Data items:
<<<<
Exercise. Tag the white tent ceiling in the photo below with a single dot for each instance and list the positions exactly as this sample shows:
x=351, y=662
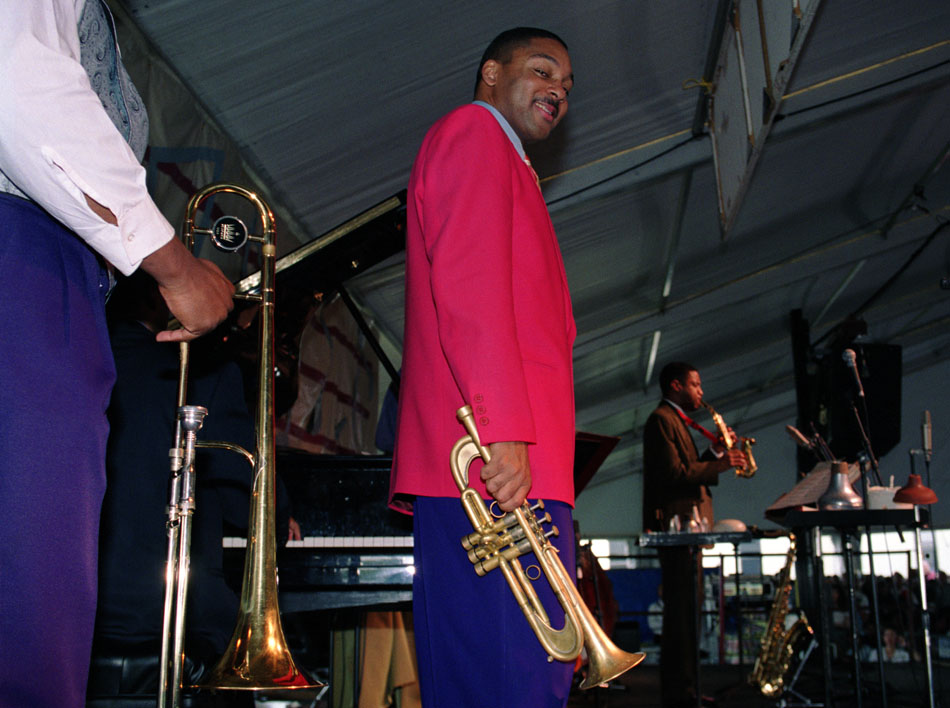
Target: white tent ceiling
x=328, y=102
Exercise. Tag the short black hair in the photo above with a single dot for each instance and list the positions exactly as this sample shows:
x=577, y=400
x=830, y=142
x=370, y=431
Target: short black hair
x=674, y=371
x=504, y=45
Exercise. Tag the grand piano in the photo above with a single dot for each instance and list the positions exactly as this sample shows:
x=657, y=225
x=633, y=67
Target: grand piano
x=355, y=551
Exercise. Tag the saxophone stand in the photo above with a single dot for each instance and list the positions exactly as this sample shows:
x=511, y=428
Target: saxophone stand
x=803, y=701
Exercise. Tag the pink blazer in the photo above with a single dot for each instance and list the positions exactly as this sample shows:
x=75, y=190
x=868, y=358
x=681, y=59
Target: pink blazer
x=488, y=313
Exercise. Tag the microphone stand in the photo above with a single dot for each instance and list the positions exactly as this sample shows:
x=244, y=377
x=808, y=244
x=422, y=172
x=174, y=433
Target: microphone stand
x=866, y=459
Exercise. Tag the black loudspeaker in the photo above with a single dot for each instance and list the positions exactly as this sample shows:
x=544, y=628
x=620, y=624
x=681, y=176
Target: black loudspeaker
x=879, y=367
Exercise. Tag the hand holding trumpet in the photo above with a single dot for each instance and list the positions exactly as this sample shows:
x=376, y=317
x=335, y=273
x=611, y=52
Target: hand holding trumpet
x=507, y=476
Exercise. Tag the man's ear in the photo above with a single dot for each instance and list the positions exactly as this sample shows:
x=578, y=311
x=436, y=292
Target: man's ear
x=490, y=72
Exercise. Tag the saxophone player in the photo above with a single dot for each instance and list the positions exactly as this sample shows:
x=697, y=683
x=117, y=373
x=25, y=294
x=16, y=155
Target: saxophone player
x=676, y=480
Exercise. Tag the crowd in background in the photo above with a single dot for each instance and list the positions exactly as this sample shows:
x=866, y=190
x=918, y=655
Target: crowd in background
x=899, y=615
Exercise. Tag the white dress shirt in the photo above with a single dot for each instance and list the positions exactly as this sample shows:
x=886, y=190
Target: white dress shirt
x=57, y=143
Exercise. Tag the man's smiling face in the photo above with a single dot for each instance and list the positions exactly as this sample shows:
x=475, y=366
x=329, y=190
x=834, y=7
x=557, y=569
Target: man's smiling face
x=531, y=89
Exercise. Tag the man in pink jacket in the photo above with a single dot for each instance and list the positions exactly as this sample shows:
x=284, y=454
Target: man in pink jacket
x=488, y=323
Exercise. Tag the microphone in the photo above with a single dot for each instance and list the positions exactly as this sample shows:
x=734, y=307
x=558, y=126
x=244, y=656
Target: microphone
x=799, y=439
x=926, y=436
x=852, y=361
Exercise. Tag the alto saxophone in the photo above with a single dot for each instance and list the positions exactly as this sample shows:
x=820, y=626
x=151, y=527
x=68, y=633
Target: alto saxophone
x=779, y=645
x=746, y=443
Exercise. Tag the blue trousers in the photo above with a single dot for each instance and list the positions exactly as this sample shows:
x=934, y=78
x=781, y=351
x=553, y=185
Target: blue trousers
x=474, y=646
x=56, y=374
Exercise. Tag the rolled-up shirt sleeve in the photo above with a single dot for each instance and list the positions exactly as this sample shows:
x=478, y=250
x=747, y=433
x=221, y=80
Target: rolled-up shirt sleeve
x=58, y=145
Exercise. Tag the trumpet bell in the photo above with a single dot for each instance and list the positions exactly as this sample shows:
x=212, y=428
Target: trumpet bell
x=606, y=661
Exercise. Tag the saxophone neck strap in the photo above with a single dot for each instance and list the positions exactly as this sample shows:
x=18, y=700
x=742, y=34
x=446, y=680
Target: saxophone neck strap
x=696, y=426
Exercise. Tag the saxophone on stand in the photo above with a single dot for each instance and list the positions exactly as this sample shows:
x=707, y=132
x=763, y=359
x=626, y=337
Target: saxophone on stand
x=779, y=645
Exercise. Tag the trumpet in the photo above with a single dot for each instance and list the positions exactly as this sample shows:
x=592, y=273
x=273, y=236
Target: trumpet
x=499, y=541
x=745, y=443
x=257, y=657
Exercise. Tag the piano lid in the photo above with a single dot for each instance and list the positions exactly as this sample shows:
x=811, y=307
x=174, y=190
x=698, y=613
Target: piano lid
x=343, y=252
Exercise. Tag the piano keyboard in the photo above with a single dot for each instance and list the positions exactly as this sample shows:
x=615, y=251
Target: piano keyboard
x=333, y=542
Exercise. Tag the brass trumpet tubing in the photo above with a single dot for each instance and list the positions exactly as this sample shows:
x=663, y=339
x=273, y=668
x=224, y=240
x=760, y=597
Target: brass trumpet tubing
x=745, y=443
x=580, y=631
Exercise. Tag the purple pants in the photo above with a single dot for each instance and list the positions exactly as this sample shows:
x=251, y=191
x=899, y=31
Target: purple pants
x=474, y=646
x=56, y=373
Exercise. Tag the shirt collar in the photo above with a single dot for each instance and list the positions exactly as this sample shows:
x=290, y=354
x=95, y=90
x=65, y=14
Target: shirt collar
x=667, y=400
x=505, y=125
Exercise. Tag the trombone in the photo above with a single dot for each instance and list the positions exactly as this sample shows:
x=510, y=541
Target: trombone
>>>>
- _Task requirements_
Please repeat each line from the one with "x=290, y=354" through the last line of the data above, and add nothing.

- _Exercise solution_
x=290, y=354
x=95, y=90
x=65, y=14
Target: shirt collar
x=667, y=400
x=505, y=125
Exercise. Tag the trombone in the photo above with a single dot for each instance and list the positions exactly as this sample shows:
x=510, y=541
Target: trombone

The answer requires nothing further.